DOCUMENT SECTION below:
Observe and Report: Anosognosia in Macro

Anosognosia: “lack of insight” or “lack of awareness” – is believed to be the single largest reason why individuals with schizophrenia and bipolar disorder do not take their medications.

Treatment Advocacy Center


It’s this really unfortunate thing, right? That Paul Blart came out in January of 2009 and six days shy of four months later Observe and Report came out.

Every time I mention Observe and Report, people take a second to rattle their memories and typically come up with “That other mall cop movie? The one with… Seth Rogen?” Exactly. I guess if there were ever a time when a movie should be shelved, it was then. Because had Observe and Report come out a year later, it perhaps would have garnered a broader audience. They could’ve sold it as a parody of some kind.

But even those outside the film industry know that you can’t produce, edit, and distribute a motion picture in the span of four months. Had they perhaps waited, like, eight months maybe then the public would be willing to accept Ronnie Barnhardt as some sort of filmic response to how squeaky clean Paul Blart is.

Or maybe the next to non-existence of redband trailers in 2009 totally stalled any chance this film had of marketing itself as a graphic antithesis to Mall Cop. The trailer for the film does nothing to prepare you for how quickly the movie goes dark.

But, shit dude, the movie itself is brilliant. I have yet to truly grasp the humor of the Foot Fist Way, and could only ever make it through the first season entirely of Eastbound and Down, which leads me to think that this is probably Jody Hill’s most accessible work.
End of DOCUMENT SECTION.
EXCERPTED DATA below:
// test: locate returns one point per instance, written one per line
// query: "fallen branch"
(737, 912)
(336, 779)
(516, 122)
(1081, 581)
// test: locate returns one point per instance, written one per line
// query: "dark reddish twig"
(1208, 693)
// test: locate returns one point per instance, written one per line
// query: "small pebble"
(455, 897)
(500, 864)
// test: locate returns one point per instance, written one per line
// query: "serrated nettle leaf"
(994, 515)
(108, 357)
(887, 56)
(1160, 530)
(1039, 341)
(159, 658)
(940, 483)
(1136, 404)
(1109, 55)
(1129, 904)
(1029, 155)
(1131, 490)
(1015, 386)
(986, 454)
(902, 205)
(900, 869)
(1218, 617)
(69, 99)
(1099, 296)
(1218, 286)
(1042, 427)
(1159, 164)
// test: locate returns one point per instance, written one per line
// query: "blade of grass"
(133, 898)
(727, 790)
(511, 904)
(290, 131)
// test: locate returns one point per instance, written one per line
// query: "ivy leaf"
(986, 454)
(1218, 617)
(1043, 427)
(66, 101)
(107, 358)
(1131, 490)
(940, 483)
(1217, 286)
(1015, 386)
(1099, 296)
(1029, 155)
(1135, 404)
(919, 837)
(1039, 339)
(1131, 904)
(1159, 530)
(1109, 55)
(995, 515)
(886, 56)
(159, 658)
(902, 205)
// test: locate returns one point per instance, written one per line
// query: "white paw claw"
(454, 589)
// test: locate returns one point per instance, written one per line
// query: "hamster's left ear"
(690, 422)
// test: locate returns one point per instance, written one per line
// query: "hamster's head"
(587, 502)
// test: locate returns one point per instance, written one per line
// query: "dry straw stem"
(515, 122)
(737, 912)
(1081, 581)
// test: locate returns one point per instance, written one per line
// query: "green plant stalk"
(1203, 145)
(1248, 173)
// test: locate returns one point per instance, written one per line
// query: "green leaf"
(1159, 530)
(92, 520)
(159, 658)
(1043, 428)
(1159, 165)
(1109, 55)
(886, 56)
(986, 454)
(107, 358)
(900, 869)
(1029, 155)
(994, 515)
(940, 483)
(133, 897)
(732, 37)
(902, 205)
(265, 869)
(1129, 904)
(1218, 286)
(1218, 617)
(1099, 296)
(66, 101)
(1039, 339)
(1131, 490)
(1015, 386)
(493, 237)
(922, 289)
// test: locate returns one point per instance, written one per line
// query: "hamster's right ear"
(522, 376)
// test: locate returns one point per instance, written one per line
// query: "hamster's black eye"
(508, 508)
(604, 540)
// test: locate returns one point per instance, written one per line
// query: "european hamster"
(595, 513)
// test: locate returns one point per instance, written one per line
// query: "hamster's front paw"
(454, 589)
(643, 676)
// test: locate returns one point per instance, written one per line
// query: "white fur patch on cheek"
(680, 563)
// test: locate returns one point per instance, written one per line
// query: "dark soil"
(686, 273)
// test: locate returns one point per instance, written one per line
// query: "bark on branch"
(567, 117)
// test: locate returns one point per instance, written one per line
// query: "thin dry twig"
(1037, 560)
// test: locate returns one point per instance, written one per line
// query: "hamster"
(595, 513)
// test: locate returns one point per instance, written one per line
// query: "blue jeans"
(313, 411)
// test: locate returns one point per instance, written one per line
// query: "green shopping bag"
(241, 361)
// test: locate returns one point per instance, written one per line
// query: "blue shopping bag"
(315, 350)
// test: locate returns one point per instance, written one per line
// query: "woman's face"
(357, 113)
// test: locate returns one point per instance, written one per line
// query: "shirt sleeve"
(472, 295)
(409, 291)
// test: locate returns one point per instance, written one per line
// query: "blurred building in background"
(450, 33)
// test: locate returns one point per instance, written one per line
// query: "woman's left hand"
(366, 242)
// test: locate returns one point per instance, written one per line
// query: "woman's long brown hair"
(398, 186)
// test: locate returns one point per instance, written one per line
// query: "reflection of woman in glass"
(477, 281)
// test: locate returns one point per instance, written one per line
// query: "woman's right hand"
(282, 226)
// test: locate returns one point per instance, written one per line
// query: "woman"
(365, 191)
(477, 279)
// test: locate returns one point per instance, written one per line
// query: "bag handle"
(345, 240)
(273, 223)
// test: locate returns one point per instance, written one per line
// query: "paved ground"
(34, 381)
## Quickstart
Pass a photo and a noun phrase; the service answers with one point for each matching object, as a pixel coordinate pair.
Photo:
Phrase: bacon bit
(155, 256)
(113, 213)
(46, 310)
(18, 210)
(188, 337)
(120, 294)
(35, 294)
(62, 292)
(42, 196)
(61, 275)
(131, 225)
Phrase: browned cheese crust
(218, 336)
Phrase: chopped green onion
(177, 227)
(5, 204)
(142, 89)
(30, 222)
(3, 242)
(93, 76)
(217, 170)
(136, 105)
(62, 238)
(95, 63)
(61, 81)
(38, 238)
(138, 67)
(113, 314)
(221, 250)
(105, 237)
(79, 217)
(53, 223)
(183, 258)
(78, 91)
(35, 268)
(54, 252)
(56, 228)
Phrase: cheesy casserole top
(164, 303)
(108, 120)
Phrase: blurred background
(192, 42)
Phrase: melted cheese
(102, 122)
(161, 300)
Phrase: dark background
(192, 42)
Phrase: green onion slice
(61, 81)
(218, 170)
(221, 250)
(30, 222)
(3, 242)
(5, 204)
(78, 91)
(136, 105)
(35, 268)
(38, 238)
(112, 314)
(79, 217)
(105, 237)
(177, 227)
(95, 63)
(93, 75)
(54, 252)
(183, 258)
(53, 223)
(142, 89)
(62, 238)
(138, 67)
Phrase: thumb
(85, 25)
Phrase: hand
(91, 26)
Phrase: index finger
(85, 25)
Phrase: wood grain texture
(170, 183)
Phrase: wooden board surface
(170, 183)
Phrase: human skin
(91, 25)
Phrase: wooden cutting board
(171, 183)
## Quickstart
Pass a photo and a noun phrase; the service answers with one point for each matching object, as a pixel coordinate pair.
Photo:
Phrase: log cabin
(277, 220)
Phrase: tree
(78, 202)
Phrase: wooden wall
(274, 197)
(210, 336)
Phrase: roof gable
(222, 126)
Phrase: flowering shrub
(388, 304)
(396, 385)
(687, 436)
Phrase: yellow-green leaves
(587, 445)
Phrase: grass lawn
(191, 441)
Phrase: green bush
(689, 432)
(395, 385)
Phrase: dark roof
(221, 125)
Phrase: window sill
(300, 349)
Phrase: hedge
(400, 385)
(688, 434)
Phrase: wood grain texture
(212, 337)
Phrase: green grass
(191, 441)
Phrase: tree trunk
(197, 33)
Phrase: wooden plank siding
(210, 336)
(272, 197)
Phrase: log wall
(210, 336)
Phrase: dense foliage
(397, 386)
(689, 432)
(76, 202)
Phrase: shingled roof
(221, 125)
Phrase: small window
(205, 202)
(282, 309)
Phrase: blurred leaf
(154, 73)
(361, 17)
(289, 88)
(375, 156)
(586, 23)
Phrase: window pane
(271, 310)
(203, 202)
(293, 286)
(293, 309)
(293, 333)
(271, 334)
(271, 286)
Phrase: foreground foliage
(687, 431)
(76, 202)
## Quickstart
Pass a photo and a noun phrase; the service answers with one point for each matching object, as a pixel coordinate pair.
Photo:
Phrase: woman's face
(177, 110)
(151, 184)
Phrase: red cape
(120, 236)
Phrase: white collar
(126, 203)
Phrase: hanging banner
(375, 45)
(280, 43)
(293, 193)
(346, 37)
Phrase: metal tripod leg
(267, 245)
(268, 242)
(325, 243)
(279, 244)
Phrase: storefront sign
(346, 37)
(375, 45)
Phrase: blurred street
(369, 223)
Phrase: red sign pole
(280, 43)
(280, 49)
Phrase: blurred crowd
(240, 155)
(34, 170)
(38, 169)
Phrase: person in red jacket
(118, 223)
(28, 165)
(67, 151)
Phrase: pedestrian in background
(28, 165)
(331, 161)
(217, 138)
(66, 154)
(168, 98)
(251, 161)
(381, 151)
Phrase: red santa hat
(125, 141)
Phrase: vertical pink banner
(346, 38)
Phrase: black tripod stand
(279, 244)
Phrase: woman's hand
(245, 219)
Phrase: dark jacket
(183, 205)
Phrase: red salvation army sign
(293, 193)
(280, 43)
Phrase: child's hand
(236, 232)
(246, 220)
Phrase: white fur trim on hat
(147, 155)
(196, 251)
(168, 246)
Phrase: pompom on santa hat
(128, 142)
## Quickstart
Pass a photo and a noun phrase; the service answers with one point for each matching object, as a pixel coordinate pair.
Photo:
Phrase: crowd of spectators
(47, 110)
End of EXCERPTED DATA.
## [WHAT THE EXERCISE ASKS]
List every movie or TV show title mentioned in the Observe and Report post. The items after the Observe and Report post are separate material and have no link to it.

## [SOLUTION TO THIS PROBLEM]
- Observe and Report
- Paul Blart (also called Mall Cop)
- The Foot Fist Way
- Eastbound and Down